------ EXERCISE DATA ------
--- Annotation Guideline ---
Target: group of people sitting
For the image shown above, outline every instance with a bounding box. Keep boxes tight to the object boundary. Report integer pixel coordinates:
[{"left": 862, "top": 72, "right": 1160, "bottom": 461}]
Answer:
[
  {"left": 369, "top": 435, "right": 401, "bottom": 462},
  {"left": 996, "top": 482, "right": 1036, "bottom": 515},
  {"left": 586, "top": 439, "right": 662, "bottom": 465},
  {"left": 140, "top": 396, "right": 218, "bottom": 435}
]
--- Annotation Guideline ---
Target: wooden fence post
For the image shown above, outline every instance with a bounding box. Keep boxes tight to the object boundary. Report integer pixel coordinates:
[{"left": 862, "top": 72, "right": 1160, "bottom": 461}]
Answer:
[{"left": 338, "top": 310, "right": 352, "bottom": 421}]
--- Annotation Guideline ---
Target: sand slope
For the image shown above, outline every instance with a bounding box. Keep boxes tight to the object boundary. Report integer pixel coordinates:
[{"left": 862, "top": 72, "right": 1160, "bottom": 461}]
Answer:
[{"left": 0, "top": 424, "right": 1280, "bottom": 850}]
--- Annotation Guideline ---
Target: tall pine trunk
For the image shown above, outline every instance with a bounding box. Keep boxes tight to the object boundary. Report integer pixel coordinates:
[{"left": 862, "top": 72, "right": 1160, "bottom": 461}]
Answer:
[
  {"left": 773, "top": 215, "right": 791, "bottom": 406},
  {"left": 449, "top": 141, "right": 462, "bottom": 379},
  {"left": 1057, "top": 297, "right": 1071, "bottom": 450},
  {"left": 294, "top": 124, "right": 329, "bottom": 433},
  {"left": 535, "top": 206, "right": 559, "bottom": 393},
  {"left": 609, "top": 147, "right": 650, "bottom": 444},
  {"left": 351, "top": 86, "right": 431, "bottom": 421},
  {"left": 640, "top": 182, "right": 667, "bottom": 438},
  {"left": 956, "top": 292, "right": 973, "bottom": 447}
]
------
- STATED EXERCISE -
Extract each line of the listing above that contains the string "Target", treating uppercase and lowercase as different.

- EXPECTED OUTPUT -
Target: group of people sitting
Target: wooden fence post
Target: sand slope
Target: tall pine trunk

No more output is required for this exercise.